Items from a dataset:

•••••

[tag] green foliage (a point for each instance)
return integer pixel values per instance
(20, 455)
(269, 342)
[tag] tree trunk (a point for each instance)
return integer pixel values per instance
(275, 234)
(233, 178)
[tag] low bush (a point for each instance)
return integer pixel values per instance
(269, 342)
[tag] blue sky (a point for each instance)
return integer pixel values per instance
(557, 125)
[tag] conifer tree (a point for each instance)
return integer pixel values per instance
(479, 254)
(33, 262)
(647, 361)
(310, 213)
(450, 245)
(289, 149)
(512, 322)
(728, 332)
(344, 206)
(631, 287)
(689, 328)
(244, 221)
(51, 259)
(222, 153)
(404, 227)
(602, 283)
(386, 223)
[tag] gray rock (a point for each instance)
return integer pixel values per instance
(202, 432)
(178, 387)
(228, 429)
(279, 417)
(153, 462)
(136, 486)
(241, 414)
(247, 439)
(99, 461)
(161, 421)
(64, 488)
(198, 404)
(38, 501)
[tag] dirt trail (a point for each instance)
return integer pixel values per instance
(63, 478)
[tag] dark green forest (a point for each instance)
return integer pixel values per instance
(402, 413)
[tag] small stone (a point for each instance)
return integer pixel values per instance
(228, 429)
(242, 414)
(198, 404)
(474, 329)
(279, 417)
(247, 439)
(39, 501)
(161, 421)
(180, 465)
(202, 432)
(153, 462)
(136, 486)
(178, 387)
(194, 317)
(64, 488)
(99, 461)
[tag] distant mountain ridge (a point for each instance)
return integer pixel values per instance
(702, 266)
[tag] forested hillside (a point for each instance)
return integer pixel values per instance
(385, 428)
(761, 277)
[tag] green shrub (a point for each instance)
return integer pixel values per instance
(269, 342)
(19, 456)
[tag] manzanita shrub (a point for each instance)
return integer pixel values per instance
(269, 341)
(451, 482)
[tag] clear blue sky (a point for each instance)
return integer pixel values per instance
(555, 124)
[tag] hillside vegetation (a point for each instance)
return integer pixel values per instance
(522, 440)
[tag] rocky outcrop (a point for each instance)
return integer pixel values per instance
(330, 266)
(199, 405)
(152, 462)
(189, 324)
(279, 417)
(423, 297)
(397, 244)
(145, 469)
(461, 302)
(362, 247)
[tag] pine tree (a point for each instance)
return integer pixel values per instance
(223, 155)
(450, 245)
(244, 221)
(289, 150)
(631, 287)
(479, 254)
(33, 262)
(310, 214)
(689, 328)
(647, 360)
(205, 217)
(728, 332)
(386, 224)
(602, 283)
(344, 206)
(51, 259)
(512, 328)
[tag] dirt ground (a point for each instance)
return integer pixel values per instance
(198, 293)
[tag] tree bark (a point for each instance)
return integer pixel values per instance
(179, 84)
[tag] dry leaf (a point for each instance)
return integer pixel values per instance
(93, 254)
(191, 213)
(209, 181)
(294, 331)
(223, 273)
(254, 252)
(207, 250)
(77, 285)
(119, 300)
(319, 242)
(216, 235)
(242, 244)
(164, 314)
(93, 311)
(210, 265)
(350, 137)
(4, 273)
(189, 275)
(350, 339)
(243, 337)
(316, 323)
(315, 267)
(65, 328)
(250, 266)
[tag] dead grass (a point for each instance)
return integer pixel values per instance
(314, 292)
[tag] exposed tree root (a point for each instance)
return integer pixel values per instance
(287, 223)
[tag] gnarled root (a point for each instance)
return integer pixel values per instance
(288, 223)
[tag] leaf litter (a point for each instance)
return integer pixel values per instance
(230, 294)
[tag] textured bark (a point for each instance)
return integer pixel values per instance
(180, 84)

•••••

_Exercise instructions_
Gather each line in the data that holds the string "bark".

_Response below_
[tag] tree bark (a point for each instance)
[tag] textured bark (a point for each instance)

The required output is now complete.